Foreign trade has been liberalized: tariffs on industrial goods have been reduced from 15.25% in 1998 to 12.56% in 1999 and to 11% in 2000;
Since 1999, Bulgaria has been trading at reduced tariffs with the Czech Republic, Slovakia and Slovenia, Poland, Hungary and Romania.

Following a meeting with George W. Bush (US President) and Dick Cheney (US Vice President), four days before the next parliamentary elections on June 13, 2001, despite warnings from the World Bank and Deputy Prime Minister Peter Jotev, Prime Minister Ivan Kostov signed a deal with American companies for construction of a new power plant on the site of TPP "Maritsa-East 1" and rehabilitation of TPP "Maritsa-East 3" (which will produce the most expensive electricity in the country, which the National Electric Company will be obliged to buy for 15 years after the start of operation of the plants). Maritza-Iztok 1 started operating at full capacity on December 30, 2011. In 2001, Kostov defended the project by being the largest foreign investment in Bulgaria and a landmark for potential future investors.

::::

Requirement 1:
Answer these questions from the Bulgaria excerpt:
(a) What was the tariff on industrial goods in 2000?
(b) On what date did Maritza-Iztok 1 start operating at full capacity?
(c) For how many years will the National Electric Company be obliged to buy the electricity after the plants start operating?
Requirement 2: Duplicate the Bulgaria excerpt word for word from "Foreign trade has" up to and including "Hungary and Romania.".
The listing is separate material and is unrelated to the Bulgaria excerpt.

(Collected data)
::::

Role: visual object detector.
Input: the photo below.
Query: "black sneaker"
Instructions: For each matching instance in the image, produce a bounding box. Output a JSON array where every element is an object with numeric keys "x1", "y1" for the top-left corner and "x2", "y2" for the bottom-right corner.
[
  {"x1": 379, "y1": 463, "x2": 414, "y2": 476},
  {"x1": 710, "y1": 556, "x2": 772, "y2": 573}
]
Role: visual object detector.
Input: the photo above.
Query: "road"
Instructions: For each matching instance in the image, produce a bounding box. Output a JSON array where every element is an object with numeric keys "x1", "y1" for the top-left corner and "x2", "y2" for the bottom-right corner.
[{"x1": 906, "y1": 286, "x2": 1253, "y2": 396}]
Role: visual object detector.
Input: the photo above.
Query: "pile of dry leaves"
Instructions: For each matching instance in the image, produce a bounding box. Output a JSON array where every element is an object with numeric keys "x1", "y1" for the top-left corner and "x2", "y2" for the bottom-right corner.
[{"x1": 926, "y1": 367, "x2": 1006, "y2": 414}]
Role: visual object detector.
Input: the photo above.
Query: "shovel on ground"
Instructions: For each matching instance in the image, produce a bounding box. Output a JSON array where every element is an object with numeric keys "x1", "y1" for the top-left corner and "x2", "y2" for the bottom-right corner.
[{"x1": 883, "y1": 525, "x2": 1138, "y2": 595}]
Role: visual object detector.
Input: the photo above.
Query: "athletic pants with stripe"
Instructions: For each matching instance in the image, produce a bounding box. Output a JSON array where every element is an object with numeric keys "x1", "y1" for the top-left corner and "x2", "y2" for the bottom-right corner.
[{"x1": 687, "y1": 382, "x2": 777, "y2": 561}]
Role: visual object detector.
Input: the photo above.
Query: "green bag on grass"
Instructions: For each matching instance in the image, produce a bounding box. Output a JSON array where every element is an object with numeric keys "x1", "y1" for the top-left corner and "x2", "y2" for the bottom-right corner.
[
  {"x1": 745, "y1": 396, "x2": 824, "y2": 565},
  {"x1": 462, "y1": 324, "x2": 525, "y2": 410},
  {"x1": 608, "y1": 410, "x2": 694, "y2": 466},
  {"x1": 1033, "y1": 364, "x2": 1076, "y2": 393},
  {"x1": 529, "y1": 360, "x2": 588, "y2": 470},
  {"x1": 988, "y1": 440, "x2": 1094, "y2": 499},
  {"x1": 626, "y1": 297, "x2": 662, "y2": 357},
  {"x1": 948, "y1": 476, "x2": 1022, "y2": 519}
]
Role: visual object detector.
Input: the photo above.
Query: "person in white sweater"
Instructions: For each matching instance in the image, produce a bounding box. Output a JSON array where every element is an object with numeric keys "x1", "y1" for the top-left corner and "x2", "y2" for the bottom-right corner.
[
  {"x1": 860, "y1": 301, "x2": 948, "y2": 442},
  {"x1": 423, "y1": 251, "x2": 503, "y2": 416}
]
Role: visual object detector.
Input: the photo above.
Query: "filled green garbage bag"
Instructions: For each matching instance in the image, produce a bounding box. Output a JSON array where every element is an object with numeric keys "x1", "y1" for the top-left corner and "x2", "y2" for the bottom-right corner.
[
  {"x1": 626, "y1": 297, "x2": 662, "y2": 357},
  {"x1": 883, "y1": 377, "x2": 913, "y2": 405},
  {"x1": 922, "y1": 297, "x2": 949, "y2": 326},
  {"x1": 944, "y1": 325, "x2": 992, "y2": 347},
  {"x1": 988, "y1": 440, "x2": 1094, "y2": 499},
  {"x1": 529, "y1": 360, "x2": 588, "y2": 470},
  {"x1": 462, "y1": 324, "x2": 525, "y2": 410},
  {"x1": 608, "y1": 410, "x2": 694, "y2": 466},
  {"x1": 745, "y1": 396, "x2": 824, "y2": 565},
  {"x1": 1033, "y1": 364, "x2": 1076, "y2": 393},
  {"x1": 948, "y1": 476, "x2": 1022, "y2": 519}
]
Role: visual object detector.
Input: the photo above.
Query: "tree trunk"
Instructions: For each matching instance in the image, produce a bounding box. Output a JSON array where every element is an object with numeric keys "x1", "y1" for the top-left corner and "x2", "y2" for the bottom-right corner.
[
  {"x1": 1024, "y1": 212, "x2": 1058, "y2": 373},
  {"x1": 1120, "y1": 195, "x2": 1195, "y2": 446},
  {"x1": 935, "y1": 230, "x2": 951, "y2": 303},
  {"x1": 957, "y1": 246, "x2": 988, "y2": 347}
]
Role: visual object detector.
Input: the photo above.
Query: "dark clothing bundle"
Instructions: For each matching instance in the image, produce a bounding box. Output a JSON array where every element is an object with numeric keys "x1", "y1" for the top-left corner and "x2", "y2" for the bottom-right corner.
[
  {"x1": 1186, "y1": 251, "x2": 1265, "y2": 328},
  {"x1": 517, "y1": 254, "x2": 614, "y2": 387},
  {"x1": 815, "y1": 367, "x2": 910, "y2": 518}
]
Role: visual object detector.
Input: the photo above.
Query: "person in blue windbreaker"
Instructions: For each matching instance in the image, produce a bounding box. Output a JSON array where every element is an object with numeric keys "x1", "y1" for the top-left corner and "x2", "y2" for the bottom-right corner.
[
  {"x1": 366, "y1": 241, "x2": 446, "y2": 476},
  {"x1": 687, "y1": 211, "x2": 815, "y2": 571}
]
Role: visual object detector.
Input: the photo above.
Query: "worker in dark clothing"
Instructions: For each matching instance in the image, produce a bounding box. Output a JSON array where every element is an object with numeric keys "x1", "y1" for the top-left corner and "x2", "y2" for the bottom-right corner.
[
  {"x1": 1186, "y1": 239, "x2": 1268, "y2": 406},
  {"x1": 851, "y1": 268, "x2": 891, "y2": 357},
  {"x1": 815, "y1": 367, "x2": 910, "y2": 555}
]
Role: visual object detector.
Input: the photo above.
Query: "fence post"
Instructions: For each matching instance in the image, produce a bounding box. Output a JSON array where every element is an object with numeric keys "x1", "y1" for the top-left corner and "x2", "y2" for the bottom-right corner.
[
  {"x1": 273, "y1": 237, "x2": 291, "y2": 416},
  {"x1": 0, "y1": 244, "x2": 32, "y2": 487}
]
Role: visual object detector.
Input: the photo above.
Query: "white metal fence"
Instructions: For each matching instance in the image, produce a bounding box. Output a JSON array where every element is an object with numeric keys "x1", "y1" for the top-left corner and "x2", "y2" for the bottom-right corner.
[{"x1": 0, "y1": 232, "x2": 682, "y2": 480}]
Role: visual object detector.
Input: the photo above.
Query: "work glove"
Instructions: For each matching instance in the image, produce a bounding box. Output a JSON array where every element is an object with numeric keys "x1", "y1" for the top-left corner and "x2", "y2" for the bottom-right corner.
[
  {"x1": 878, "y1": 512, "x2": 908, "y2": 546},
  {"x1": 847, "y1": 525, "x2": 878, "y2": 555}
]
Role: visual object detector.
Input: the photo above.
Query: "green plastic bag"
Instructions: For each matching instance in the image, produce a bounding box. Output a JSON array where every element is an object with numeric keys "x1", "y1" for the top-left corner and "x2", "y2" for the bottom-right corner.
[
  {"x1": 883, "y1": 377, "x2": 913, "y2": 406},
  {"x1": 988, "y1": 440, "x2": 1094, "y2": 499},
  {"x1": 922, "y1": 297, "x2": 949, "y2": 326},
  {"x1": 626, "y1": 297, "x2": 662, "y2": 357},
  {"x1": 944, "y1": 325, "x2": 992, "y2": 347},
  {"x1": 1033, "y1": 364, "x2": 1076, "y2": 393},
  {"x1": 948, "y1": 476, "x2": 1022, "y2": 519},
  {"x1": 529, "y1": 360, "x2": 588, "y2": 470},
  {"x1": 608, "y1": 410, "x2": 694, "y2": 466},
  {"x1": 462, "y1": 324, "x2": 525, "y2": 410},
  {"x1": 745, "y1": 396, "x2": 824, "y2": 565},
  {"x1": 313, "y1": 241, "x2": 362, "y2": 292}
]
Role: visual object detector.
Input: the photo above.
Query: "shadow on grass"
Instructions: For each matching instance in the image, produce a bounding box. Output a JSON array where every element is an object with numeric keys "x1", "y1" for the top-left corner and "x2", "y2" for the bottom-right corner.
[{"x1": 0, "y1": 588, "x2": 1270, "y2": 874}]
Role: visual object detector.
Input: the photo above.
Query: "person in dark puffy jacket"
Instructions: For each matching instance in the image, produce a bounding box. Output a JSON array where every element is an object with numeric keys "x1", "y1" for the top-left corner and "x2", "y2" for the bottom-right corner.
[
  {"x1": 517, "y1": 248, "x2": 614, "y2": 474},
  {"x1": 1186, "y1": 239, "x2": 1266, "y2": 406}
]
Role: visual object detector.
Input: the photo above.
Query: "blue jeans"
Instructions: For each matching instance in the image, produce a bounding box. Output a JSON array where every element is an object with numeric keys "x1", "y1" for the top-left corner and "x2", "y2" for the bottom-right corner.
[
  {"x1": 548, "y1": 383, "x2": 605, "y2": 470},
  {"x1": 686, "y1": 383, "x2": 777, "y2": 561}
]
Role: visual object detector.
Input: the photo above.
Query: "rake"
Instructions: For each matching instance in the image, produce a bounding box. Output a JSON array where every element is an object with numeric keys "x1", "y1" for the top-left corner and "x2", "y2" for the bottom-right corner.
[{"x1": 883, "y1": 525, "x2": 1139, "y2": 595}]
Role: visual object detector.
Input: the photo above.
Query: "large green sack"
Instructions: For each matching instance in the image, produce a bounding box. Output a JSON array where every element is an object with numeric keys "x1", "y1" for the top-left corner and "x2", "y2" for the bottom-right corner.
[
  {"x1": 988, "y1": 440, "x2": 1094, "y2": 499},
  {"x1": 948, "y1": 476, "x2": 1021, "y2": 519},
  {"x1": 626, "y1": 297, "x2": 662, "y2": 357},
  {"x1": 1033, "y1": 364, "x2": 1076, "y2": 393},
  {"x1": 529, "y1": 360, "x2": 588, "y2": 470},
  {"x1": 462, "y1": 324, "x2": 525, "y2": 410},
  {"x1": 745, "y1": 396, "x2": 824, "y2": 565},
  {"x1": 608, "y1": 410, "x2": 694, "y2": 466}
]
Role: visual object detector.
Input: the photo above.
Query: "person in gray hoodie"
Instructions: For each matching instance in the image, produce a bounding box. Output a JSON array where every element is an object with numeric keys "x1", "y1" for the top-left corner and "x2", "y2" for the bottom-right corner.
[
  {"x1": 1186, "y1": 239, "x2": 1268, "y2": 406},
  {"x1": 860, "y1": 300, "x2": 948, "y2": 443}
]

::::

Exercise solution 1:
(a) 11%
(b) December 30, 2011
(c) 15 years

Exercise solution 2:
Foreign trade has been liberalized: tariffs on industrial goods have been reduced from 15.25% in 1998 to 12.56% in 1999 and to 11% in 2000;
Since 1999, Bulgaria has been trading at reduced tariffs with the Czech Republic, Slovakia and Slovenia, Poland, Hungary and Romania.